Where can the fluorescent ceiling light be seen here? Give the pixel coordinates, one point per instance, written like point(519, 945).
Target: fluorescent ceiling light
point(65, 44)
——————————
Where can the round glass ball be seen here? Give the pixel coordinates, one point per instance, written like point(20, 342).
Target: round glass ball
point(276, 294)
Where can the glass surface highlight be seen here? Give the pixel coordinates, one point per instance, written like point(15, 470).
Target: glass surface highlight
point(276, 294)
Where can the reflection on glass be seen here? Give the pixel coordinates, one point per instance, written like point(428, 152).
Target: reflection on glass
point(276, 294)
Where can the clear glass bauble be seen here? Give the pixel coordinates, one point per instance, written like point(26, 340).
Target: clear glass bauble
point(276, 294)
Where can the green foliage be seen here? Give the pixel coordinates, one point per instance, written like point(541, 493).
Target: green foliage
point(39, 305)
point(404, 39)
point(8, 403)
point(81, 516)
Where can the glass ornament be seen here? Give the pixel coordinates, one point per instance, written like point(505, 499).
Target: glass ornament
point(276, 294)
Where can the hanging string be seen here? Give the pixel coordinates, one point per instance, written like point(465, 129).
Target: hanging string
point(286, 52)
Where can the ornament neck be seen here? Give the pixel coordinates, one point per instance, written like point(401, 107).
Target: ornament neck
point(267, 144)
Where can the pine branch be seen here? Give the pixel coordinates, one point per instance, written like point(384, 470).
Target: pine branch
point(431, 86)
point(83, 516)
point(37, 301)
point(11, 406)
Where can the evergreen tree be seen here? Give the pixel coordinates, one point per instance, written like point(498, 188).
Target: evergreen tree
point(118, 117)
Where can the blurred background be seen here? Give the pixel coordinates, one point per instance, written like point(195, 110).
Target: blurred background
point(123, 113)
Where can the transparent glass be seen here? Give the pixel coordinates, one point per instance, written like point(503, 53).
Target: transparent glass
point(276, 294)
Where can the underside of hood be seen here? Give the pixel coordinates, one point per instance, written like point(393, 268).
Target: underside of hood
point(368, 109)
——————————
_What the exercise asks_
Transcribe each line of the data above, unaltered, from the one where "Where can the reflection" appears to the one where "Where can the glass ornament" appears, inclusive of both.

_Output below_
Where can the reflection on glass be seen here? Give the pixel coordinates, one point per instance, written like point(428, 152).
Target: reflection on glass
point(276, 294)
Where can the clear glass bauble be seen here? Give the pixel coordinates, one point per instance, written like point(26, 340).
Target: clear glass bauble
point(276, 294)
Where can the green foliage be seen here? Give the pixel coordinates, one point per instance, written like point(541, 493).
Target: green foliage
point(39, 305)
point(404, 39)
point(8, 403)
point(81, 516)
Where can the glass ornament be seen here? Give the pixel coordinates, one point per instance, written like point(505, 499).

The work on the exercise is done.